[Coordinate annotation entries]
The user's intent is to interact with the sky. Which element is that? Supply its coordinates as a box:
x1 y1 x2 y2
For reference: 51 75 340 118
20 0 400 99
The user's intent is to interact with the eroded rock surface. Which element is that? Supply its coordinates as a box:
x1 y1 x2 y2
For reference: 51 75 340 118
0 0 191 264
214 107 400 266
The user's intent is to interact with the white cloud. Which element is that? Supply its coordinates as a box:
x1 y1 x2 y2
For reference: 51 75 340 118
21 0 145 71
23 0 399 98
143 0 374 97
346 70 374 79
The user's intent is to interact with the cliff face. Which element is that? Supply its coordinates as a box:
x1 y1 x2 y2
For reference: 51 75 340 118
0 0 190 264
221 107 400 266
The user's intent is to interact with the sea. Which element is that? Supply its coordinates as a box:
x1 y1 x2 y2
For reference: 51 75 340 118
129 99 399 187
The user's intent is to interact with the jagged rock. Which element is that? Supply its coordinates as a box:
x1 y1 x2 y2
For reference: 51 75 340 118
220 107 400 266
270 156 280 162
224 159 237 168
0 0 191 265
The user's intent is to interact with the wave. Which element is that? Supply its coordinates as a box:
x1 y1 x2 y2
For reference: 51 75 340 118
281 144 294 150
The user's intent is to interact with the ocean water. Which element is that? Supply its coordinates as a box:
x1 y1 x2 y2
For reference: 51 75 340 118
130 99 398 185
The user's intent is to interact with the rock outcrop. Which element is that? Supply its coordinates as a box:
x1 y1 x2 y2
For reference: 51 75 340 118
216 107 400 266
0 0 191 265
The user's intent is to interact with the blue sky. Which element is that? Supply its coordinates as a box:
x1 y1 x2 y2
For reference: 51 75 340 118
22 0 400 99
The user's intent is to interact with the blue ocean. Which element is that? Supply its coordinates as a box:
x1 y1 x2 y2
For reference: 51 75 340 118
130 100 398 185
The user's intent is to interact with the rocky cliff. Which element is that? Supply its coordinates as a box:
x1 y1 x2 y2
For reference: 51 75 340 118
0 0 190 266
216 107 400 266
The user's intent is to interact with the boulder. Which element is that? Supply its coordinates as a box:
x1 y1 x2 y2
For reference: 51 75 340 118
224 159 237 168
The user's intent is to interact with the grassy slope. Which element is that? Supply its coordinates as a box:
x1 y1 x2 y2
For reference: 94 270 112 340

• TASK BRIEF
Please report every line in the items above that contains the word "blue", copying each such line in full.

• WRITTEN SOLUTION
The user's intent is to interact with the blue sky. Which element is that? Supply its coordinates as a box:
The user's intent is to interact with the blue ocean. Which element is that? Supply its coordinates as a box:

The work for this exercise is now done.